'''

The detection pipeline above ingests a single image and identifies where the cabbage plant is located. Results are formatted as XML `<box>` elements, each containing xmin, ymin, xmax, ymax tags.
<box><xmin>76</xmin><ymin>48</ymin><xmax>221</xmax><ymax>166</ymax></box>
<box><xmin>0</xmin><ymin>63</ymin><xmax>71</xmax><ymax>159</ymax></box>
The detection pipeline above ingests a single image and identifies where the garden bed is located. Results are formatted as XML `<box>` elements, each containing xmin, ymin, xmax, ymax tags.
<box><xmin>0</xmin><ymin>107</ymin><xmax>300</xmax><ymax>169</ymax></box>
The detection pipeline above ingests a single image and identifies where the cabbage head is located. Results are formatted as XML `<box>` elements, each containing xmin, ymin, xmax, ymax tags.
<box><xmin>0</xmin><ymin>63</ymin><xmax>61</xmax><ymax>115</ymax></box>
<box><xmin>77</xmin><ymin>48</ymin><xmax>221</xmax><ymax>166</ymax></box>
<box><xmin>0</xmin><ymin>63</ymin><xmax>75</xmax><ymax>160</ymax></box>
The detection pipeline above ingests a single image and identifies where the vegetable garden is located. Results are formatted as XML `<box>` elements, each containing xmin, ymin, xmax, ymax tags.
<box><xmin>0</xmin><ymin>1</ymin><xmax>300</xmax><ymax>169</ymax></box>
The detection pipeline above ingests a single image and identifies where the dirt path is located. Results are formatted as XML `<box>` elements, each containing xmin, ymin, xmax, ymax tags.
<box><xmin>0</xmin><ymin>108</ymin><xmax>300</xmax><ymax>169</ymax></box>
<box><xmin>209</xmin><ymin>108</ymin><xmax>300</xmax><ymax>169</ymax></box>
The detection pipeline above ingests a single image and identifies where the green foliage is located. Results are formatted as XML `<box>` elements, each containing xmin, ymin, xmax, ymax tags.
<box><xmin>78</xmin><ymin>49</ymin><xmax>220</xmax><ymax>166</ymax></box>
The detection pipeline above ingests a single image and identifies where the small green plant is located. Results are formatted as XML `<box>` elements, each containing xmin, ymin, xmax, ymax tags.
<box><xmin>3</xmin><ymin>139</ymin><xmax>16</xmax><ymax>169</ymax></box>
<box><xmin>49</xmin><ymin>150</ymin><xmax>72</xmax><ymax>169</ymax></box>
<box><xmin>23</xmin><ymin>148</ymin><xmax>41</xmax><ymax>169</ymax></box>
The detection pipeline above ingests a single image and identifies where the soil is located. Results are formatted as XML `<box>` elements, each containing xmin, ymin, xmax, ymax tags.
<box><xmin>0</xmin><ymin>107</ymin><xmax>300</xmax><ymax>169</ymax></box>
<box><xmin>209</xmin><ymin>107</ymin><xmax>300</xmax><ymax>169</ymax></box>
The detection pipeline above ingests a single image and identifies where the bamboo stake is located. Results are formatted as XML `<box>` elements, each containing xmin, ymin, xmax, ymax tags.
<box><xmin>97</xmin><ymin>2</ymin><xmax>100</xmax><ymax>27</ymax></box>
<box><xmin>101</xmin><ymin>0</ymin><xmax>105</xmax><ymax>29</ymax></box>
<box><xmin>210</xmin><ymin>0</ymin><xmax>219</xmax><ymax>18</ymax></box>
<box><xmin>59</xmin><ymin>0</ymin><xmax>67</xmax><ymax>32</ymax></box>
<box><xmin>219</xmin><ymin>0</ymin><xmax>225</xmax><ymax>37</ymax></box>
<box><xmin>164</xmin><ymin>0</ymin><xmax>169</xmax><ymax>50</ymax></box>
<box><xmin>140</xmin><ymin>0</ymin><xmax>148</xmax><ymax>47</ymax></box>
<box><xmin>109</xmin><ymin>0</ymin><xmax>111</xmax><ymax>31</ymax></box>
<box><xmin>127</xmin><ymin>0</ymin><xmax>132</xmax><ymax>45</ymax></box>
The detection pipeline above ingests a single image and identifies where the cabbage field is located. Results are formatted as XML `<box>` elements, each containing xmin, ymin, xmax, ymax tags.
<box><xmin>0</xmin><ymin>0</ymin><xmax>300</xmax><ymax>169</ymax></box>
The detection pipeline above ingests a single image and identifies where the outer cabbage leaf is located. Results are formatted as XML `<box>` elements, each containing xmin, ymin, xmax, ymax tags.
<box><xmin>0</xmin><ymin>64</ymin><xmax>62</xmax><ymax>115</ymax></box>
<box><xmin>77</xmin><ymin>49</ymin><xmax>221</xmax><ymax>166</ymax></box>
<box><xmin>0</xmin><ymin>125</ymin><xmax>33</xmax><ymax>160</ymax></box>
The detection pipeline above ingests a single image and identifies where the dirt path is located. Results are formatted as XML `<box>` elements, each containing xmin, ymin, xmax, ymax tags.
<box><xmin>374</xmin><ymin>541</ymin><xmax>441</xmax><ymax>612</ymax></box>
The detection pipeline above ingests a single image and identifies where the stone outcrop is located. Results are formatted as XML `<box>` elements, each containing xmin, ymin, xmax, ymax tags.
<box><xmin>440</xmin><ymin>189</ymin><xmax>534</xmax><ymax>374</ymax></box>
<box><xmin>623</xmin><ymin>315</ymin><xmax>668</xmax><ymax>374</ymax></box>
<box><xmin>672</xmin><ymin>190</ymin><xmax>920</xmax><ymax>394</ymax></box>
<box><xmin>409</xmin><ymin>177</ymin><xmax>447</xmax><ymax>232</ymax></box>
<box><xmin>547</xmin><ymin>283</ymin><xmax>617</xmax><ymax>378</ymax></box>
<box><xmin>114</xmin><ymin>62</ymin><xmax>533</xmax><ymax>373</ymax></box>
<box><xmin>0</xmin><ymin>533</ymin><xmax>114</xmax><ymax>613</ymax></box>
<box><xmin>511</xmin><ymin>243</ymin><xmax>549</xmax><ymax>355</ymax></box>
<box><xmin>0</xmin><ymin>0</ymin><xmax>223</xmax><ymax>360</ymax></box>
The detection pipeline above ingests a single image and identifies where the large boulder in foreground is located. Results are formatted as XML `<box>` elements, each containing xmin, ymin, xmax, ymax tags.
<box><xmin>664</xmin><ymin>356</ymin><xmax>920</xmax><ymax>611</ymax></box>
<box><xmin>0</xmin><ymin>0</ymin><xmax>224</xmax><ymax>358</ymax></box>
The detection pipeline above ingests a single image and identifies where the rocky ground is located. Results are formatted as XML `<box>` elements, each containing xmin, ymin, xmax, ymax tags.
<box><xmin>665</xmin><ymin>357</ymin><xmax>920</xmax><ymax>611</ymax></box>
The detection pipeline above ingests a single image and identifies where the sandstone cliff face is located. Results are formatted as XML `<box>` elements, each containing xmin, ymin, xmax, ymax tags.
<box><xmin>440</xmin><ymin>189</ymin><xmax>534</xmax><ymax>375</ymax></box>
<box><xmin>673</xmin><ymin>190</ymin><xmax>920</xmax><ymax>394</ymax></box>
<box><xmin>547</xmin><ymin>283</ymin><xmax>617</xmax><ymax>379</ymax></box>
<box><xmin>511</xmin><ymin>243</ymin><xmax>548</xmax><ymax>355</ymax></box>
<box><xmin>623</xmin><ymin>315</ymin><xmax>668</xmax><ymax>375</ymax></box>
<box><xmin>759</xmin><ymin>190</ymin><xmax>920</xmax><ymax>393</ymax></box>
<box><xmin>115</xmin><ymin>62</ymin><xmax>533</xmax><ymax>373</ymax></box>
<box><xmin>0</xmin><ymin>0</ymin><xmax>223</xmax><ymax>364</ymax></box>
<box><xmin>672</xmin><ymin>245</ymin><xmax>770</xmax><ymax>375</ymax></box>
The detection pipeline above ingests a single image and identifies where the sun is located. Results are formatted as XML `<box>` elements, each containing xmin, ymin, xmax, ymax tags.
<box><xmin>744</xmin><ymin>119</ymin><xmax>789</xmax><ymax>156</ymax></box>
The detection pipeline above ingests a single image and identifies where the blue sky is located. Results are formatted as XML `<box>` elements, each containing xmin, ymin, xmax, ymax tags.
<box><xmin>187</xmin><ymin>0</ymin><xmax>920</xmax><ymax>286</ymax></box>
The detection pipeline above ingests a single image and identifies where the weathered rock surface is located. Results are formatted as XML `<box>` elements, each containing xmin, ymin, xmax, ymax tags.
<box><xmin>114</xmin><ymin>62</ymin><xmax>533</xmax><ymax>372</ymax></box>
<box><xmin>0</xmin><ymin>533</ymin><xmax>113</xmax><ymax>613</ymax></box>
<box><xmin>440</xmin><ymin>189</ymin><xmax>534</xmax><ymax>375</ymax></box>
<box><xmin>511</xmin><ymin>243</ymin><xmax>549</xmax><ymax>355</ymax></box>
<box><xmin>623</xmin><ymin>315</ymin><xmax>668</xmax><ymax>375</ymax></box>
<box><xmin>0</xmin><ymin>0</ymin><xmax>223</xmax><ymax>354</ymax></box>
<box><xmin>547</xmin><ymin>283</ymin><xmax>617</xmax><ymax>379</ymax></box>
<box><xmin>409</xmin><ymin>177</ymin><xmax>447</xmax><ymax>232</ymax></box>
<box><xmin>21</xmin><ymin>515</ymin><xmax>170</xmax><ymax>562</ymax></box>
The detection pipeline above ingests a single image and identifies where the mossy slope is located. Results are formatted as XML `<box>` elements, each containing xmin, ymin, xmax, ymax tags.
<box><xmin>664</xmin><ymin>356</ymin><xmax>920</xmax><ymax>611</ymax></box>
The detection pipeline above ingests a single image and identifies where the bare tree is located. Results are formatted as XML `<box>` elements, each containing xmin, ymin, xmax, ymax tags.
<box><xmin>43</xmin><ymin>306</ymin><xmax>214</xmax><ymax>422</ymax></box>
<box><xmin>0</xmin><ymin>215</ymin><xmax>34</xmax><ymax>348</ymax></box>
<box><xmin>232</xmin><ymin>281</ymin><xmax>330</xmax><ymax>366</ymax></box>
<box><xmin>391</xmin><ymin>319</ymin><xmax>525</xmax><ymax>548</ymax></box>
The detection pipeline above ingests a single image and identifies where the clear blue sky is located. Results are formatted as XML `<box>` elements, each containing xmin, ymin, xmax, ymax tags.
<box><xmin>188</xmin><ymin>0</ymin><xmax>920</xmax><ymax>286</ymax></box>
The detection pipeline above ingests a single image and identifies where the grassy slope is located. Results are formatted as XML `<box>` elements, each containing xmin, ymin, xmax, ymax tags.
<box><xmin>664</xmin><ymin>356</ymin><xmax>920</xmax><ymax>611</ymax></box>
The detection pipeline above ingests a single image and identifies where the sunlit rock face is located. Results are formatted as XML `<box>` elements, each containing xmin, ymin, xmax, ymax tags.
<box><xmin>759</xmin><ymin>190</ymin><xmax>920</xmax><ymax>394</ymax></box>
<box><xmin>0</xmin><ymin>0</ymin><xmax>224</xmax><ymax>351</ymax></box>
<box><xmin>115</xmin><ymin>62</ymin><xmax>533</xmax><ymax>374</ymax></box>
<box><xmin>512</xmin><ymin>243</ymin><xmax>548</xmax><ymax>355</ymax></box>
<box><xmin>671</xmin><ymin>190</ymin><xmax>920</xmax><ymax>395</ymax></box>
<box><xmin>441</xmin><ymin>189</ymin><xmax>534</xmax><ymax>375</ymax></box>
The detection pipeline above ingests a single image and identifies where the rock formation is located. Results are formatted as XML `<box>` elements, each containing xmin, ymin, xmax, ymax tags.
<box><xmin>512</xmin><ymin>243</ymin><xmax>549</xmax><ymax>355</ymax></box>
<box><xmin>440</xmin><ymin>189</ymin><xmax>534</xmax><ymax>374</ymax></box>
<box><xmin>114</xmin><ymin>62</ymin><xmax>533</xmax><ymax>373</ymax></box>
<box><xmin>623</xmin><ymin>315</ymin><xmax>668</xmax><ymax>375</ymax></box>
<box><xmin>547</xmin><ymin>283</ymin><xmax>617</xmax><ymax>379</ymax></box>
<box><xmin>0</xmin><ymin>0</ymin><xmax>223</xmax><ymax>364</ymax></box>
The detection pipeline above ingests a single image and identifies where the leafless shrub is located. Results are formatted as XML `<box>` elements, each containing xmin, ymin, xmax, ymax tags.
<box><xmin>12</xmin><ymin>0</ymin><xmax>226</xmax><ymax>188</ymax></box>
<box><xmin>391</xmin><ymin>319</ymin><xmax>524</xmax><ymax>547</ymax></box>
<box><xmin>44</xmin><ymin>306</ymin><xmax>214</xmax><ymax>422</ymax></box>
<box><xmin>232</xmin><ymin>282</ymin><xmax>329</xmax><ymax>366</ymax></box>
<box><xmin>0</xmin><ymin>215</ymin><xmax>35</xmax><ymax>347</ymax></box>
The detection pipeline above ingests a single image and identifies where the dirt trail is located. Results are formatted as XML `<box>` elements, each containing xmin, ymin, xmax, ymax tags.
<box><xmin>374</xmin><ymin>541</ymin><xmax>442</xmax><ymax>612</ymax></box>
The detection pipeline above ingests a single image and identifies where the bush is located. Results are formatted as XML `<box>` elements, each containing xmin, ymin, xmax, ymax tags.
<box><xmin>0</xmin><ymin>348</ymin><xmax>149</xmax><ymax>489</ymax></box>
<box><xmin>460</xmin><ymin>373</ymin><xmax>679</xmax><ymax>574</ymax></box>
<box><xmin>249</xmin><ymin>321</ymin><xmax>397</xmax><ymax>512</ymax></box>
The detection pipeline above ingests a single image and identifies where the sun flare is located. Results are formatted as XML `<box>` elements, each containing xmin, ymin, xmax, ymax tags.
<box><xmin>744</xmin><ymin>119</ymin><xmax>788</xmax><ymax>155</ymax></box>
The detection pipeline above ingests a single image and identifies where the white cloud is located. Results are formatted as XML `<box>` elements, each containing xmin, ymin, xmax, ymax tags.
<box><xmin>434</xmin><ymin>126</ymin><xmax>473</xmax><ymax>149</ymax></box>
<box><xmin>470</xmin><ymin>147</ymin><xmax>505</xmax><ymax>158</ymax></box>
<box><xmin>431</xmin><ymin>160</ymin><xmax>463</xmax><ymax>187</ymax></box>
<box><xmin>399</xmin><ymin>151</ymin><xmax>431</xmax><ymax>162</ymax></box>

'''

— Directions for this task —
Which lines in the records above contain the string "slope"? Return every one of them in full, treating uppercase and lowercase letters as different.

— Exercise output —
The detection pipeline above ingests a single image and identifies where the mossy slope is located. Results are formatted as XML `<box>` elements, each containing xmin, ymin, xmax, ymax tags.
The detection pipeline above ingests a single image and identifies where the grassy slope is located. Results are formatted as XML `<box>` elements, each containing xmin, ymin, xmax, ymax tags.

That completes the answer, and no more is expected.